• TASK BRIEF
Update the data starting at the line that has "Every instance of the convertible" and running through the end of the data, so that "phaeton" becomes "touring car" and everything else stays the same.

• DATA LISTING
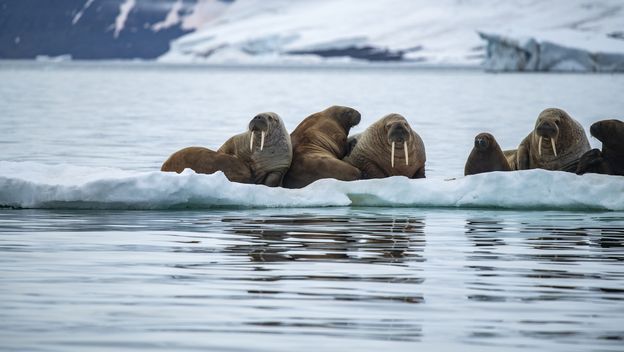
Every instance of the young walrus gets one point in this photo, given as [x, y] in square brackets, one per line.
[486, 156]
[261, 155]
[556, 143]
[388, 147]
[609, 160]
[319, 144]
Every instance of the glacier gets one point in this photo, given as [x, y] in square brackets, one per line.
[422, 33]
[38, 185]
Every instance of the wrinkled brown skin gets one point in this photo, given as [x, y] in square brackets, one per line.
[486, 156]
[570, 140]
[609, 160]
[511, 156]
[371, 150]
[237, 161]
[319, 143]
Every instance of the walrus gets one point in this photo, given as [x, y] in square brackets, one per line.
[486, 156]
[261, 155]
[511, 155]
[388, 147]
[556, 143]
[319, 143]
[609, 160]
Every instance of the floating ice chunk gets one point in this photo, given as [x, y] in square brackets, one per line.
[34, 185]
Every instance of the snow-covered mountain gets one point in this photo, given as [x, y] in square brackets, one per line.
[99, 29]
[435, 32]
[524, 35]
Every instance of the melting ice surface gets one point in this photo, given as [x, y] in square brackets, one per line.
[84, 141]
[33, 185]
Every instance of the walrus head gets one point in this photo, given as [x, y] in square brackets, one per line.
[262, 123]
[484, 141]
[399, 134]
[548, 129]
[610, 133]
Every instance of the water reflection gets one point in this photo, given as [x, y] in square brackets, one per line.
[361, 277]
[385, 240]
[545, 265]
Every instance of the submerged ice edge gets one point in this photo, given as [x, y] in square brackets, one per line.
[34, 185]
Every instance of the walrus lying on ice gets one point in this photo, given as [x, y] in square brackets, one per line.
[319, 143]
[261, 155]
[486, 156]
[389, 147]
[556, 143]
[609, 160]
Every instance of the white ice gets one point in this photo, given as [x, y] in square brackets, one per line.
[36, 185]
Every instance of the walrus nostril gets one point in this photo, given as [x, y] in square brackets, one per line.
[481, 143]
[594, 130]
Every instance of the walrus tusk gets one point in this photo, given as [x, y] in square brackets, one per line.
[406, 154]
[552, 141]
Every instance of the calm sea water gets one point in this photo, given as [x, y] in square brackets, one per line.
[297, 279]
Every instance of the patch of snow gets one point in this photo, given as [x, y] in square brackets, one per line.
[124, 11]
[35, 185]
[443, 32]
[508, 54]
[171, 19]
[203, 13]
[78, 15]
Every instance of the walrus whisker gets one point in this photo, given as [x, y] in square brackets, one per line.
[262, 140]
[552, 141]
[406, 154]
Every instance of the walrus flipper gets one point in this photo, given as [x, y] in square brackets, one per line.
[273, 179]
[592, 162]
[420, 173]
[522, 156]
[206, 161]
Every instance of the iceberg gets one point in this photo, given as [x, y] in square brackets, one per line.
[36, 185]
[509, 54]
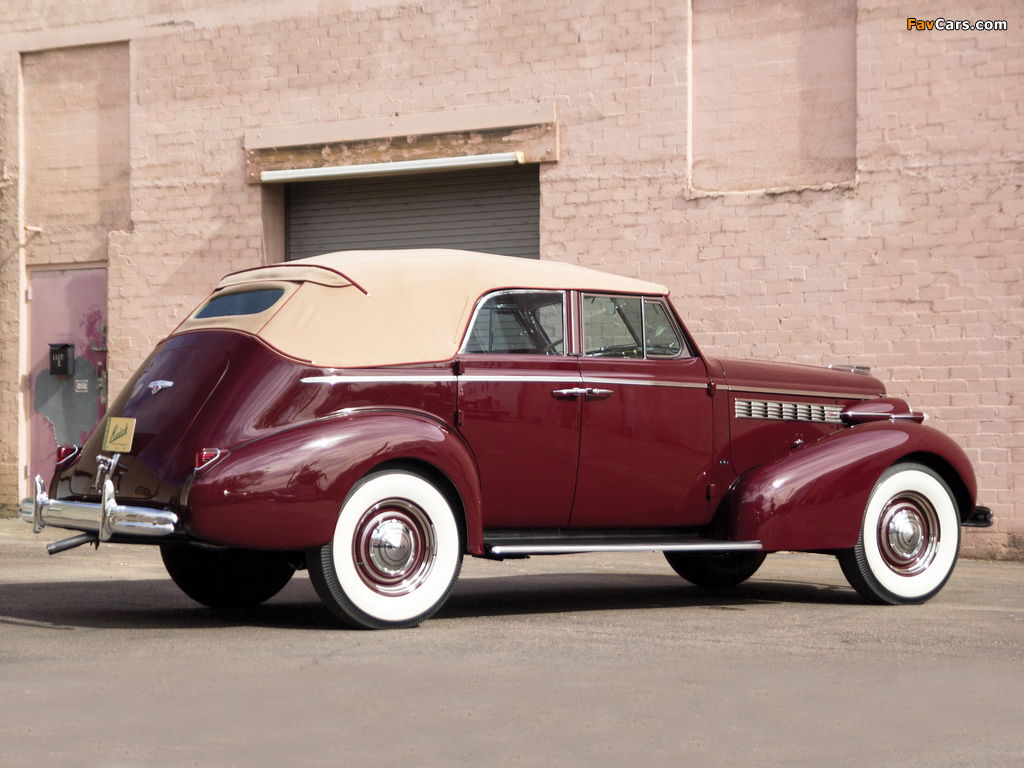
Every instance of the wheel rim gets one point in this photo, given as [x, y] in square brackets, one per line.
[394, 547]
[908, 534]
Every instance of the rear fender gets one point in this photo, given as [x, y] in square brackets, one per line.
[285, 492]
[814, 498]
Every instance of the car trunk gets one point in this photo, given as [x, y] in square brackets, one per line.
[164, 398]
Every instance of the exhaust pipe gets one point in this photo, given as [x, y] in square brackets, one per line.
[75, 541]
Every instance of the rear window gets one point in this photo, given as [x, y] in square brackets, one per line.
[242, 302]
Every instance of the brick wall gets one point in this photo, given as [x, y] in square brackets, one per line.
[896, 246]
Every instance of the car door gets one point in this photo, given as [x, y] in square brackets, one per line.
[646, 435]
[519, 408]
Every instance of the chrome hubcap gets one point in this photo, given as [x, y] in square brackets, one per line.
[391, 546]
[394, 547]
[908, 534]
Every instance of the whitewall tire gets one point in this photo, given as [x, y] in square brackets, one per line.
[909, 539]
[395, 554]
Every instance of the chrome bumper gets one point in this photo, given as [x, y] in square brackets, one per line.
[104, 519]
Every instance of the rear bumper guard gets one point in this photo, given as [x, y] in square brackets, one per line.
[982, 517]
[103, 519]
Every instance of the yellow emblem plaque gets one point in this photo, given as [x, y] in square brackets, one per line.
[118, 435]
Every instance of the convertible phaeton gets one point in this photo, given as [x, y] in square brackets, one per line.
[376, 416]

• SOLUTION
Every instance of the convertible touring car gets one point in this photo, given as [x, y] in square brackets, one per line.
[376, 416]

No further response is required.